Given exercise:
Select each line in the rows below that contains the string "white" and copy it out. Letter case counts.

::::::::

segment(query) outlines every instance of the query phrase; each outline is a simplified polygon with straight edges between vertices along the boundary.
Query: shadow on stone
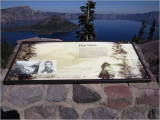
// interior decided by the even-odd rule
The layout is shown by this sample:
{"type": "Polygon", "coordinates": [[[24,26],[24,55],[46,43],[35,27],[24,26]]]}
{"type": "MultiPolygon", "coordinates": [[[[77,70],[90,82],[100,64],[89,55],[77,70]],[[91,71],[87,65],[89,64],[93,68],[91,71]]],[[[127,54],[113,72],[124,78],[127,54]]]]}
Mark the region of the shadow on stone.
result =
{"type": "Polygon", "coordinates": [[[19,113],[16,110],[4,112],[1,109],[1,119],[20,119],[19,113]]]}

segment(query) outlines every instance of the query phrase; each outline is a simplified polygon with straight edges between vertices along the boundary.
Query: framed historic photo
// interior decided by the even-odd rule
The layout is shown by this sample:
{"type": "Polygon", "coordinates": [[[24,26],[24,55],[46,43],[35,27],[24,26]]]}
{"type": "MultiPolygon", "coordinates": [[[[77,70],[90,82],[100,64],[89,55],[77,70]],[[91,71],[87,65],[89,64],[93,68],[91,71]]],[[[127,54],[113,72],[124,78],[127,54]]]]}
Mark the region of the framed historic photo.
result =
{"type": "Polygon", "coordinates": [[[4,84],[149,82],[131,43],[22,42],[4,84]]]}

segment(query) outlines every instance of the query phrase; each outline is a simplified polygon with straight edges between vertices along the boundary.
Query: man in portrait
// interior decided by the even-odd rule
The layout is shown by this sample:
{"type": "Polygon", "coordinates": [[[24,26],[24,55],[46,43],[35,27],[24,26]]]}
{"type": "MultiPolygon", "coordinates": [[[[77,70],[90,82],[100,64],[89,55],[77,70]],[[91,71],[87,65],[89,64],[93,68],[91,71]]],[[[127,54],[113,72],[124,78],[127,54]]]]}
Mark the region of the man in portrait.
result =
{"type": "Polygon", "coordinates": [[[54,70],[52,68],[53,68],[52,61],[46,61],[45,62],[45,68],[42,71],[42,73],[53,73],[54,70]]]}

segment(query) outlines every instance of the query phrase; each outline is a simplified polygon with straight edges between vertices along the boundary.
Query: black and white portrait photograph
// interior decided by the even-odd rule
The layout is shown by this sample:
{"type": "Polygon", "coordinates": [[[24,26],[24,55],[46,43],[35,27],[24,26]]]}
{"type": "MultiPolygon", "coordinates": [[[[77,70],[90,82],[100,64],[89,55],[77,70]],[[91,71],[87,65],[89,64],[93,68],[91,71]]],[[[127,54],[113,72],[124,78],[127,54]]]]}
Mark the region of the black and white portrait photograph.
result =
{"type": "Polygon", "coordinates": [[[13,68],[16,74],[37,74],[40,61],[17,61],[13,68]]]}
{"type": "Polygon", "coordinates": [[[55,61],[41,61],[38,73],[39,74],[56,73],[56,62],[55,61]]]}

::::::::

Output:
Query: black and white portrait photograph
Mark the region of the black and white portrait photograph.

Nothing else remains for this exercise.